Transcribe each of the lines below verbatim, with no alterations.

→ Record set:
##########

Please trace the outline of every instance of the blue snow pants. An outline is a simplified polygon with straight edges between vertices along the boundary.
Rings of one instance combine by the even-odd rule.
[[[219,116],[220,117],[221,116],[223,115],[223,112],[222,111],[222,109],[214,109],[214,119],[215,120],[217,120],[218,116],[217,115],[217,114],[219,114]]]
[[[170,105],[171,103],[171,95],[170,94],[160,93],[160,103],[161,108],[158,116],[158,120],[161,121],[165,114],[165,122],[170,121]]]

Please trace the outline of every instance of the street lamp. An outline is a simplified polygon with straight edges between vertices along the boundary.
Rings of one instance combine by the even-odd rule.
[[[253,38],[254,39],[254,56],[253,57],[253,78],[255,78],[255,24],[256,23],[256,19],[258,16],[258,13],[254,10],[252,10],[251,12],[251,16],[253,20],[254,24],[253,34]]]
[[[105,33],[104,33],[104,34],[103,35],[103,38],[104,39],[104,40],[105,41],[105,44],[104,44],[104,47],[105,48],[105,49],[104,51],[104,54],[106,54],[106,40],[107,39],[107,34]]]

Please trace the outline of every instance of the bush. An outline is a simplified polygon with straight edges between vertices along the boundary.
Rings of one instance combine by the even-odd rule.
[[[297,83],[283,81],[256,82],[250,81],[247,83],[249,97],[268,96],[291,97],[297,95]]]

##########

→ Exercise solution:
Please trace the outline of every instance of the blue snow pants. An outline is a simplified polygon with straight edges between vertices along the boundary.
Rings of one instance combine by the even-odd rule.
[[[219,116],[220,117],[221,116],[223,115],[223,112],[222,111],[222,109],[214,109],[214,119],[215,120],[217,120],[218,116],[217,115],[217,114],[219,114]]]
[[[170,105],[171,103],[171,95],[170,94],[160,93],[160,103],[161,108],[158,116],[158,120],[161,121],[165,114],[165,122],[170,121]]]

Please trace the outline of every instance of the street lamp. An outline is a simplified polygon with straight edges between vertices along the boundary.
Rings of one instance combine by the even-odd rule.
[[[253,38],[254,39],[254,56],[253,57],[253,78],[255,78],[255,24],[256,23],[256,19],[258,16],[258,13],[254,10],[252,10],[251,12],[251,16],[253,20],[254,24],[253,34]]]
[[[105,33],[104,33],[104,34],[103,35],[103,38],[104,39],[104,40],[105,41],[105,44],[104,44],[104,47],[105,48],[105,49],[104,51],[104,54],[106,54],[106,40],[107,39],[107,34]]]

Please trace the outline of every instance of the bush. An outline is a simplified polygon with straight edges between vertices along the boundary.
Rings of one instance combine by the even-odd rule.
[[[297,83],[283,81],[256,82],[250,81],[247,83],[249,97],[268,96],[291,97],[297,95]]]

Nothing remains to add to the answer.